▸ **Exercises**
#1 Reproduce the stretch of the seascraper passage from "Architect Koen Othuis" through "its own energy.", word for word.
#2 Do these statements agree with the seascraper passage? For each, answer yes or no and quote the deciding words. (a) A seascraper would produce its own food. (b) The 2010 proposal called for a building that would sit entirely above the water. (c) Koen Othuis is an architect from Malaysia.
#3 How might the seascraper passage go on? Write what comes after its final sentence.
### Excerpt ###
A seascraper, also known as a waterscraper, is a proposed large building which will function as a floating city.  It would generate its own energy through wave, wind, current, solar, etc. and produce its own food through farming, aquaculture, hydroponics, etc. The term "Seascraper" is an analogous derivative of "Skyscraper".

Architect Koen Othuis of the Netherlands specializes in "amphibious" buildings, some floating and some using other systems to adapt to wet environments. In 2010 Architect Sarly Adre Sarkum of Malaysia from architecture firm SA Squared or Sarly Adre Sarkum Architecture proposed a building about the size of the Empire State Building which would float in the ocean with only the top few stories out of water. It would house thousands of people and be self-contained, growing its own food and generating its own energy.
### Given information ###
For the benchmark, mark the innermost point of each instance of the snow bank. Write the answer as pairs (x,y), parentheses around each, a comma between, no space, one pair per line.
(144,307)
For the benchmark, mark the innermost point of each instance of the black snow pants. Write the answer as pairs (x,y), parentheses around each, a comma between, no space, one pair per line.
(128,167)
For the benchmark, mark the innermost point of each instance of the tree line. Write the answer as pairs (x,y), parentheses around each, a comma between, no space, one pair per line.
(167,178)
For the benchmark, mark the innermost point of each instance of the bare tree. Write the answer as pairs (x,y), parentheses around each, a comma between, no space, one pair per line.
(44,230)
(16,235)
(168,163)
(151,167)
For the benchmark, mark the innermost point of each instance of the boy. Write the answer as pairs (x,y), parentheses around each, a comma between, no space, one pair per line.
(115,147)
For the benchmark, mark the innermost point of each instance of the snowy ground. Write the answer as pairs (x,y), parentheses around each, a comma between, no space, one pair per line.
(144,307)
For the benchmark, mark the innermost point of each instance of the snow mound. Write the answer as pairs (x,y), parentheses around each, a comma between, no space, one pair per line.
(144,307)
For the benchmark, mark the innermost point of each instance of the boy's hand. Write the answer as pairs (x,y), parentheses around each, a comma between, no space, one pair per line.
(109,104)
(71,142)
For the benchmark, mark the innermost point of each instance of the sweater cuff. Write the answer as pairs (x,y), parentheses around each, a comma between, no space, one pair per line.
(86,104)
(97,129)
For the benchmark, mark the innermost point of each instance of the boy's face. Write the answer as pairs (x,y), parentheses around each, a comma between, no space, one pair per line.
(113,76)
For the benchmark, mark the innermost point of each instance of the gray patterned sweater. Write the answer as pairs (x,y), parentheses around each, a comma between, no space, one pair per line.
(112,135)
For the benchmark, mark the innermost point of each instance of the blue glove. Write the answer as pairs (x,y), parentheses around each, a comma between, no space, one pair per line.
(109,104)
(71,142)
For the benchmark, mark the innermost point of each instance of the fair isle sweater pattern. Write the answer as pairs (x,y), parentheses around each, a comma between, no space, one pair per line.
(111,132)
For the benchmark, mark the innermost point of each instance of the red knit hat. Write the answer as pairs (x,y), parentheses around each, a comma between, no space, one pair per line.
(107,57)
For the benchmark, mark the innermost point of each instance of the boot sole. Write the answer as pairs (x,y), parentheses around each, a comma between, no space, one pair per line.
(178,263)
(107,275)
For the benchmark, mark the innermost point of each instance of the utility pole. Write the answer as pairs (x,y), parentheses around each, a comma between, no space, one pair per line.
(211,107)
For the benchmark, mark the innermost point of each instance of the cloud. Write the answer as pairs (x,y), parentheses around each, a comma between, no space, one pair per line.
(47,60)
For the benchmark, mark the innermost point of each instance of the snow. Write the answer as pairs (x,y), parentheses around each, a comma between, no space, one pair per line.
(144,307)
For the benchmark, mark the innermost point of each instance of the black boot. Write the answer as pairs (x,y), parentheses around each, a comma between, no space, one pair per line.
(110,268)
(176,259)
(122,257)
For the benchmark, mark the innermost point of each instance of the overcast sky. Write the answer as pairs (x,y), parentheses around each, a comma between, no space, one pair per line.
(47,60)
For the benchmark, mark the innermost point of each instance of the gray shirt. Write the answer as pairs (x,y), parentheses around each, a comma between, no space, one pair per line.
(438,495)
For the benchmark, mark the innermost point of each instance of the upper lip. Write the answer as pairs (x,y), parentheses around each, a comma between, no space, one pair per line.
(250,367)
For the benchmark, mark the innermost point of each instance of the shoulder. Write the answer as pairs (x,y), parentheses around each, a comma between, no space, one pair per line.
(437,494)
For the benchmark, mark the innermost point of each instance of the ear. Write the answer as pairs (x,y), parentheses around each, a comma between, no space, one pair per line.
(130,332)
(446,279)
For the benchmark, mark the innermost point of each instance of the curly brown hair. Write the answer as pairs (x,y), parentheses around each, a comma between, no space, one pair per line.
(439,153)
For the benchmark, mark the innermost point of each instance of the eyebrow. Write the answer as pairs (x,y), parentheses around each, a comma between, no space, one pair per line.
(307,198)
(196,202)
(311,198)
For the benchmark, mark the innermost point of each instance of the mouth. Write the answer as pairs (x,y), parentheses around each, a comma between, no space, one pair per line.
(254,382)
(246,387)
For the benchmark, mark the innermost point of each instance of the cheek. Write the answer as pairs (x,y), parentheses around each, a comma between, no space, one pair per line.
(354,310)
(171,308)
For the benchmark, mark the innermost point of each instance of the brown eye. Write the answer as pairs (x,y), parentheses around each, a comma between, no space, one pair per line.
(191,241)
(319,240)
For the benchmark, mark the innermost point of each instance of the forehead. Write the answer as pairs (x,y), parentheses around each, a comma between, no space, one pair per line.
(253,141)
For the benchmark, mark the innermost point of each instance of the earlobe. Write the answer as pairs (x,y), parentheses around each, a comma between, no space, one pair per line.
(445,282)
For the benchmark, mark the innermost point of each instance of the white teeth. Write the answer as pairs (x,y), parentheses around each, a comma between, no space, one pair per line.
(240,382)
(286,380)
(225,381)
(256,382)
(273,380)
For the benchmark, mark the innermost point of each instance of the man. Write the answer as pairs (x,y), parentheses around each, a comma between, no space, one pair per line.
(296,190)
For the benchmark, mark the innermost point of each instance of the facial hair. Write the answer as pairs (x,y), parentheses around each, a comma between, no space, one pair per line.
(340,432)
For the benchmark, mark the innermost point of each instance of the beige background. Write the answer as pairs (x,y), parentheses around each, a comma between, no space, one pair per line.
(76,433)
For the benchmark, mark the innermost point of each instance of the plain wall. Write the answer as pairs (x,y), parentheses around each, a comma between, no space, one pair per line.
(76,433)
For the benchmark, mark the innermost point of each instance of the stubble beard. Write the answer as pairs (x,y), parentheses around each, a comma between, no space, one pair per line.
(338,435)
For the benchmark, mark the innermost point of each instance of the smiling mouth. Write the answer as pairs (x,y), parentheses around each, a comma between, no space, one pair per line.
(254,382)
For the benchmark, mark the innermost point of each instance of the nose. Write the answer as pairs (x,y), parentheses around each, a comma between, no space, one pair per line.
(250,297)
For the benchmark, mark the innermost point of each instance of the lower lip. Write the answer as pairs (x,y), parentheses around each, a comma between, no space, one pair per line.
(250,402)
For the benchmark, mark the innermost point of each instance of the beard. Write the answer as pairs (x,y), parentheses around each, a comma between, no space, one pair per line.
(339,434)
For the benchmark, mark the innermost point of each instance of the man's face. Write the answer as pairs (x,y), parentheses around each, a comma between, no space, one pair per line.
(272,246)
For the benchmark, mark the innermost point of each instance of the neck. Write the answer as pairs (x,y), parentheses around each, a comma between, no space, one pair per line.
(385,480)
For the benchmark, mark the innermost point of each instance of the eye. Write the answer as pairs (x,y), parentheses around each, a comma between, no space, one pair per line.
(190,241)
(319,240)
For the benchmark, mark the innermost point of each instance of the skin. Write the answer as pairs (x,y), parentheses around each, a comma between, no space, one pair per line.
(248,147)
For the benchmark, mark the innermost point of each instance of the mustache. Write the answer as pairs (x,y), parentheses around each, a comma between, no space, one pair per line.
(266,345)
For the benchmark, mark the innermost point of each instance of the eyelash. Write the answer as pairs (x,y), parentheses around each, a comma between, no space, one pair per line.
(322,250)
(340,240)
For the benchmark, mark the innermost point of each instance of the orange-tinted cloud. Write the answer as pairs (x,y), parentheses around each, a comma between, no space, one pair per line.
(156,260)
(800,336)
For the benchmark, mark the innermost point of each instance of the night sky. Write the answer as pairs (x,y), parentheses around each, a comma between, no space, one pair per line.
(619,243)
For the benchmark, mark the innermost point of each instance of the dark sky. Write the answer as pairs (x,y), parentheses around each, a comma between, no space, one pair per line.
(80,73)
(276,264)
###
▸ **Responses by task**
#1
Architect Koen Othuis of the Netherlands specializes in "amphibious" buildings, some floating and some using other systems to adapt to wet environments. In 2010 Architect Sarly Adre Sarkum of Malaysia from architecture firm SA Squared or Sarly Adre Sarkum Architecture proposed a building about the size of the Empire State Building which would float in the ocean with only the top few stories out of water. It would house thousands of people and be self-contained, growing its own food and generating its own energy.

#2
(a) Yes: "produce its own food through farming, aquaculture, hydroponics, etc."
(b) No: "with only the top few stories out of water"
(c) No: "Architect Koen Othuis of the Netherlands"

#3
Another design concept for a mostly submerged structure is The Gyre-Seascraper, which would stretch 400 meters deep and over a kilometer across. It is designed to house over 2000 people, and be completely self-sufficient, producing its own food and electricity.  It was designed by the firm Zigloo.ca, as a submission to eVolo's Skyscraper Design Competition in 2009.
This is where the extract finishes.